*Texto extraído*
==================================================
Dentre os primeiros, temos um jogo cooperativo incontornável: Spirit Island. O jogo de R. Eric Reuss possui uma temática absolutamente particular: os jogadores assumem o papel de espíritos da natureza e cooperam para a destruição de colonizadores invasores, protegendo os habitantes nativos de uma ilha: os Dahan. Nas palavras do amigo Bruno Marchena, o objetivo de jogo é o de "barrar cooperativamente a invasão da ilha, seja ou exterminando-os com suas vilas e cidades, ou gerando medo aos colonizadores a ponto de os fazer fugir". No manual, o designer expressou numa nota a inspiração que o levou a desenvolver não um jogo sobre colonização do ponto de vista do colonizador, mas justamente o inverso, um que retratasse a resistência ao processo colonizatório, sob o prisma daqueles que enfrentam a barbárie e a corrupção:
A semente de Spirit Island apareceu durante uma ação de colonização em algum outro jogo - Goa? Navegador? Endeavor? - Eu pensei, “Me pergunto o quão furiosos os nativos estão com essa nova colônia de estrangeiros? [...]". A ideia ficou comigo, porém, porque tantos Euros têm temas dessa época: algo explicitamente colonial, outros sociais ou mercantis. Pareceu-me que um jogo retratando o ponto de vista oposto - o da vítima do colonialismo, tentando enfrentá-lo - poderia ser interessante e talvez ressaltar a prevalência de temas coloniais eurocêntricos (p. 29).
Nesse ponto em específico, Reuss e Menapace concordam: na carência que temos de jogos anticoloniais, de jogos que retratem o ponto de vista das vítimas da violência colonial de ontem e de hoje, de
designers e jogos que sejam comprometidos em falar sobre as profundas contradições que marcam nossa contemporaneidade.
Spirit Island, por exemplo, nesse aspecto, é
fantástico, mesmo que abordando a questão de forma mítica: em primeiro lugar, retrata a solidariedade e a cooperação historicamente formadas entre os espíritos da natureza e o povo Dahan; e, em segundo, destaca as possibilidades de resistência coletiva, para a proteção da ilha, da sua fauna, flora e de seus habitantes, através do enfrentamento direto contra as hordas de invasores colonizadores.
Em relação a processos de resistência e enfrentamento direito, impossível não lembrar da frase clássica de Fanon, também no livro
Os Condenados da Terra: "O colonialismo não é uma máquina de pensar, não é um corpo dotado de razão. É a violência em estado puro, e só se curvará diante de uma violência maior" (p. 46) - referindo-se especificamente ao caso da Argélia, que fora uma colônia francesa por mais de um século, entre 1830 e 1962, enfrentando, entretanto, resistência e revoltas por parte da população argelina durante todo o período até a Guerra de Independência Argelina, - no sentido de que todo processo de colonização é inerentemente violento, gerando uma situação insustentável para os colonizados, levando-os a uma reação igualmente violenta em busca da liberdade.
==================================================
*Amostra dos dados*
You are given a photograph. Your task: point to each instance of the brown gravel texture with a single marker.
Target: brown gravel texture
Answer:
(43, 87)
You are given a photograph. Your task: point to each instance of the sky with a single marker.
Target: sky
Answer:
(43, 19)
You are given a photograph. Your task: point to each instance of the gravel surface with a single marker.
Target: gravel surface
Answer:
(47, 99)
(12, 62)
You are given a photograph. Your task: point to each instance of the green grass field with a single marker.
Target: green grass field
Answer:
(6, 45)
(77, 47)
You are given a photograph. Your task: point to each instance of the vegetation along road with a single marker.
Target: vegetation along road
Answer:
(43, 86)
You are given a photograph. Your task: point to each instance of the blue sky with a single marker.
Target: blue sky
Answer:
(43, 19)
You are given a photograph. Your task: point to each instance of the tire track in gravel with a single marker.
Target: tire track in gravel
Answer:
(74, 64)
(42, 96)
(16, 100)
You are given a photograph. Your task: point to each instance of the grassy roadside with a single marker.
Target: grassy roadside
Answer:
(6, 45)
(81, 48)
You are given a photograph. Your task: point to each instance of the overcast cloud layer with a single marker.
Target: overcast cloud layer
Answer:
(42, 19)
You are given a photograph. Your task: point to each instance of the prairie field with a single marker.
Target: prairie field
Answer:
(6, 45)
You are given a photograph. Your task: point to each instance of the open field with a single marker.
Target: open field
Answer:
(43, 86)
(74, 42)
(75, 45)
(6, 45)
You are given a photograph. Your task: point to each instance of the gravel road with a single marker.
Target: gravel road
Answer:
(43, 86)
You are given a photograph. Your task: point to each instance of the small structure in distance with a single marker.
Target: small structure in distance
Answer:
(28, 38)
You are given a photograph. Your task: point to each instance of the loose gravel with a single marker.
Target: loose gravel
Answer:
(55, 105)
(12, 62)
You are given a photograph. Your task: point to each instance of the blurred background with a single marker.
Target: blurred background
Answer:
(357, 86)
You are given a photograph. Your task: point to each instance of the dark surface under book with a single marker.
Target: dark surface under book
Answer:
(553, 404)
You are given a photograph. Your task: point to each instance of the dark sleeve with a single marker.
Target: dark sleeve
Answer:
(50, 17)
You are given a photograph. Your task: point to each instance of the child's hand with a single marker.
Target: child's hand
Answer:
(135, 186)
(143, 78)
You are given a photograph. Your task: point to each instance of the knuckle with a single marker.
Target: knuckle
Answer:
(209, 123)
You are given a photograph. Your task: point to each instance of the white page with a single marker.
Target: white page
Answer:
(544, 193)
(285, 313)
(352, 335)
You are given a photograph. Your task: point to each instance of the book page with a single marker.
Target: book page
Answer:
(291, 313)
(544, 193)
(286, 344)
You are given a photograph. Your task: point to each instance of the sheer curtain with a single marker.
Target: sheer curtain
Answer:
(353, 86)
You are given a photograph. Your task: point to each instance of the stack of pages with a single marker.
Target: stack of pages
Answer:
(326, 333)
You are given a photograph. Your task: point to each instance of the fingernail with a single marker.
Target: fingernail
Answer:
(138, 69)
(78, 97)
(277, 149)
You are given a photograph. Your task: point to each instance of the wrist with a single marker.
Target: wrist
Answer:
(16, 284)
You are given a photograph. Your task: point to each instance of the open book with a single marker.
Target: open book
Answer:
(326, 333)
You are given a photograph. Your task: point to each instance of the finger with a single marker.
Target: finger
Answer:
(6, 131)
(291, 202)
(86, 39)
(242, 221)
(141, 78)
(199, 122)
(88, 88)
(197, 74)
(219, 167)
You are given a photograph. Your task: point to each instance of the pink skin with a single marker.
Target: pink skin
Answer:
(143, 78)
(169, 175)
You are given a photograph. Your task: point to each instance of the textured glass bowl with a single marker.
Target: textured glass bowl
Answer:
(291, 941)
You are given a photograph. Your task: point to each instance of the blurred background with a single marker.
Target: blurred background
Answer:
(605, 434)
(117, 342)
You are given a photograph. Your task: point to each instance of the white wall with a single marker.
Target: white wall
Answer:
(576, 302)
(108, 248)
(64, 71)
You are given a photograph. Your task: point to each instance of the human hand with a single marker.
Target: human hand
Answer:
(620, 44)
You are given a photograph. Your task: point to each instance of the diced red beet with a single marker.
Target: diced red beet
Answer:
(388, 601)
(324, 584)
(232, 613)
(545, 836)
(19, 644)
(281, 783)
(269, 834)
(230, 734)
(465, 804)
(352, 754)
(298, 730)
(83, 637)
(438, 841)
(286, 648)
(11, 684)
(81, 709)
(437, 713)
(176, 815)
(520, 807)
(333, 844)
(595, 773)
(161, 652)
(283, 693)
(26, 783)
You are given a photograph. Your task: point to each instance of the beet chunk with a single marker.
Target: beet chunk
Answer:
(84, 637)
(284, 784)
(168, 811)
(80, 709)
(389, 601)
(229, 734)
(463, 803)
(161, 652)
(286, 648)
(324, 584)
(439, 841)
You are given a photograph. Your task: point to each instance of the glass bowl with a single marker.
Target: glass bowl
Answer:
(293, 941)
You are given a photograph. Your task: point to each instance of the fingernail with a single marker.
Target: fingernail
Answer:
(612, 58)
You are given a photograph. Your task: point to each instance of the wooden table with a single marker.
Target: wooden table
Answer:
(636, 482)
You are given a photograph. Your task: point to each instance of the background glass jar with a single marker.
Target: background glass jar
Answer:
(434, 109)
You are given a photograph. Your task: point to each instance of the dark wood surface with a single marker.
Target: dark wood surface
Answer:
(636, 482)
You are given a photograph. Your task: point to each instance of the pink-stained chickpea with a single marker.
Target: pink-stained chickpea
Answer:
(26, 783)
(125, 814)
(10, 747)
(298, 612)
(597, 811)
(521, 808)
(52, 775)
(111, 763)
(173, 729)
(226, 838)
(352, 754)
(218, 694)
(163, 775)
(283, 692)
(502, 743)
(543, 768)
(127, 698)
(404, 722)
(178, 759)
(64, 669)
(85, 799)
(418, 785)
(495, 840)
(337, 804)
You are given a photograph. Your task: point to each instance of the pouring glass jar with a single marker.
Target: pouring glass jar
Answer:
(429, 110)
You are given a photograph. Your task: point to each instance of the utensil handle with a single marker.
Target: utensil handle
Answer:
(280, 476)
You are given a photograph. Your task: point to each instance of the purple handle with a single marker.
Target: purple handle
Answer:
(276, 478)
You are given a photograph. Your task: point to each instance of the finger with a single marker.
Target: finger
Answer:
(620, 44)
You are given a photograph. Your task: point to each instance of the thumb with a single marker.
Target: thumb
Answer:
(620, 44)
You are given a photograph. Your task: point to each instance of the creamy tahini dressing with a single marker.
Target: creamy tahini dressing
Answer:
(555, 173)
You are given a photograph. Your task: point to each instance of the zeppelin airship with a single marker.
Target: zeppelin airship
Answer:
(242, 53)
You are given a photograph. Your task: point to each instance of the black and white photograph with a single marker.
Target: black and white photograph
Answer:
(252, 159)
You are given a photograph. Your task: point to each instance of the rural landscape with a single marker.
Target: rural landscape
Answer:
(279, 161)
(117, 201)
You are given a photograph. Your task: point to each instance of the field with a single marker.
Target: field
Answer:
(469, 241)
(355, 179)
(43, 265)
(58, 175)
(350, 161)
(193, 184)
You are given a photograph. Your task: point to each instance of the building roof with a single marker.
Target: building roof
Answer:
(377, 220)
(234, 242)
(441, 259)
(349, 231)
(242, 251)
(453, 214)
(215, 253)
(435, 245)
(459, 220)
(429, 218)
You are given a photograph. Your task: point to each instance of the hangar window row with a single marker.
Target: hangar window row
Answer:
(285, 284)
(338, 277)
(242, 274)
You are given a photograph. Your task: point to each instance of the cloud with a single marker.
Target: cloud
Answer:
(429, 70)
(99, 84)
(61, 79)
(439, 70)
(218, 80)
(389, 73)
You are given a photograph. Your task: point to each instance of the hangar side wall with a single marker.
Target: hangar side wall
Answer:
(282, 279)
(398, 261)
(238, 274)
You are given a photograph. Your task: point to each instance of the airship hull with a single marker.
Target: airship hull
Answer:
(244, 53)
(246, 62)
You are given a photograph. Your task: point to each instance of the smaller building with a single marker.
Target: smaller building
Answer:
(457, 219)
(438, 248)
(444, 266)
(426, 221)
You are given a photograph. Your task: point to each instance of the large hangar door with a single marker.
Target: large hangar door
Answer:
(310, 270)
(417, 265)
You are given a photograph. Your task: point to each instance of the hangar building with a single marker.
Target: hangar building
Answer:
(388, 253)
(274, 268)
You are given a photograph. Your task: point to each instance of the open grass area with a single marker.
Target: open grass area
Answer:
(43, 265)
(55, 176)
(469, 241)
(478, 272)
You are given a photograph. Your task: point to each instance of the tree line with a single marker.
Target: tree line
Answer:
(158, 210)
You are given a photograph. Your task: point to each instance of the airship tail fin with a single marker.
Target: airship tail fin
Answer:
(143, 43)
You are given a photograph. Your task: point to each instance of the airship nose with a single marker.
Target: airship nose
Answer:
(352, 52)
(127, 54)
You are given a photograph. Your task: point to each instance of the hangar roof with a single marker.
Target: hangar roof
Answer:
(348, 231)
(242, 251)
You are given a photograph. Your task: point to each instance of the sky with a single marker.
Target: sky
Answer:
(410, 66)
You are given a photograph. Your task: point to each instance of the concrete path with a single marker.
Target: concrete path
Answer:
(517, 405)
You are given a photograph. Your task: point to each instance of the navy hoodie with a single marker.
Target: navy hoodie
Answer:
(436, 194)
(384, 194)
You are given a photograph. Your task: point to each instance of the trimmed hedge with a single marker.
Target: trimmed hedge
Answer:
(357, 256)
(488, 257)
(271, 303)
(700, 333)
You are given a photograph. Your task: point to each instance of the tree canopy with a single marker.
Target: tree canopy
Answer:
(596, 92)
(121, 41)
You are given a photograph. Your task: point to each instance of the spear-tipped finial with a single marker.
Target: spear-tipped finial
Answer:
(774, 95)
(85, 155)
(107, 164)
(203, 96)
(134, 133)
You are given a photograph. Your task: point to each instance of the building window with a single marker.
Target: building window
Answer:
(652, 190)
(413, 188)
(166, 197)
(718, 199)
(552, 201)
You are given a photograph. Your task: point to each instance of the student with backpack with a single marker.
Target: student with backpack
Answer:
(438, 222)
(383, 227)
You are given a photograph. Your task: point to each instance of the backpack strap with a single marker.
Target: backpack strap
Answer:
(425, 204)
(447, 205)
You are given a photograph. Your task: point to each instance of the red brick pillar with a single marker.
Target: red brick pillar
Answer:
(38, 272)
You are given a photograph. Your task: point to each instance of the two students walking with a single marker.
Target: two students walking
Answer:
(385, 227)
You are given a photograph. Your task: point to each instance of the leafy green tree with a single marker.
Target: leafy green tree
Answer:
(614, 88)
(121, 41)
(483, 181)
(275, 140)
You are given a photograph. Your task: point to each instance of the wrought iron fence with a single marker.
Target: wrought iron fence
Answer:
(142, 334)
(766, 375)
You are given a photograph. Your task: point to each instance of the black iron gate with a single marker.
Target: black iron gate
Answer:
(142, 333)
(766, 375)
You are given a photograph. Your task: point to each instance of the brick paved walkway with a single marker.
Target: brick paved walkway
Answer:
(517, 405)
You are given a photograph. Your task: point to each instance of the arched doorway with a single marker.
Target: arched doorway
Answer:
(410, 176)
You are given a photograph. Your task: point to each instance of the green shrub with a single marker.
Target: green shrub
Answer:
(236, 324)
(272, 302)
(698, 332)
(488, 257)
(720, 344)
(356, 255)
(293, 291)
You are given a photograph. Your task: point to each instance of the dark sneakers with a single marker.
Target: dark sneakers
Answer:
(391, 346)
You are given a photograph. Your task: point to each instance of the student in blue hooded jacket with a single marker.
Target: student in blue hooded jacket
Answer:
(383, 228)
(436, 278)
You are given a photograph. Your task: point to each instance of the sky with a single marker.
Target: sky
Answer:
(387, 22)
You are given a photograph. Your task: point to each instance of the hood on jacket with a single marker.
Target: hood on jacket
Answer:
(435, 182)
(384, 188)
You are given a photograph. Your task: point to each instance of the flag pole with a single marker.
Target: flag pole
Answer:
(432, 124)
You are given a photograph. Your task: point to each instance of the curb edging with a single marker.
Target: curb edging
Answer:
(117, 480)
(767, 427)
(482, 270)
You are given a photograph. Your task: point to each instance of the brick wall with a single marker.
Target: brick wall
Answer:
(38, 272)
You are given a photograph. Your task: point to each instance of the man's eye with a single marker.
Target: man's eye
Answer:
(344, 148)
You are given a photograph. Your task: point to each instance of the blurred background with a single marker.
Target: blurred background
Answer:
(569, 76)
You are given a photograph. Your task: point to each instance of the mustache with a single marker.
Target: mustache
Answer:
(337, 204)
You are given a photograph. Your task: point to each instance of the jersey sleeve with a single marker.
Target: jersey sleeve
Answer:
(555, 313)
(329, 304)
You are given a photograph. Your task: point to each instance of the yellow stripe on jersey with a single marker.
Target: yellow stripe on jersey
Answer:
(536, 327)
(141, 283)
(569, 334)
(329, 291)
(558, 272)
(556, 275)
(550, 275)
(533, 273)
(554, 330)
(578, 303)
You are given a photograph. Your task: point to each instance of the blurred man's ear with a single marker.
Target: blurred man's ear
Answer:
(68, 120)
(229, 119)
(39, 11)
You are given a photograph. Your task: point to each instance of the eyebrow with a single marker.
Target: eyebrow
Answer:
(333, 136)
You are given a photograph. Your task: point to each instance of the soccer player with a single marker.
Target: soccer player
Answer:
==================================================
*Conjunto de tarefas*
(1) Responda às perguntas sobre o texto de Spirit Island:
(a) Quem é o designer de Spirit Island?
(b) Como se chamam os habitantes nativos da ilha protegidos pelos jogadores?
(c) Entre que anos a Argélia foi colônia francesa?
(2) Retome o texto sobre Spirit Island a partir do ponto em que ele para, escrevendo a continuação.
Os registros provêm de outra fonte.

*As respostas*
(1)
(a) R. Eric Reuss.
(b) Dahan.
(c) Entre 1830 e 1962.

(2)
Nesse espírito, por exemplo, o jogo
Borikén: The Taíno Resistance, protótipo de Julio E. Nazario ainda não lançado, mas disponível para
playtests, como numa resposta temática à
Puerto Rico, aborda a
história de Borikén através dos olhos do povo Taíno. Borikén era como esse povo originário denominava a ilha de Porto Rico. Os Taíno impuseram um processo de resistência aos colonizadores invasores espanhóis, notadamente, entre os anos de 1493 e 1512, um dos três períodos retratados no jogo. Em Navajo Wars, jogo de Joel Toppen,
por sua vez, os jogadores representam o povo Diné, ainda hoje reconhecido por suas técnicas de plantio de milho no meio do deserto do Novo México e Arizona, visando evitar a subjugação por quaisquer inimigos colonizadores, sejam eles espanhóis, mexicanos ou americanos.
Comanchería: The Rise and Fall of the Comanche Empire, outro jogo de Toppen
, no mesmo sentido, aborda a história e as lutas da nação Comanche, do ponto de vista da tribo nativa americana.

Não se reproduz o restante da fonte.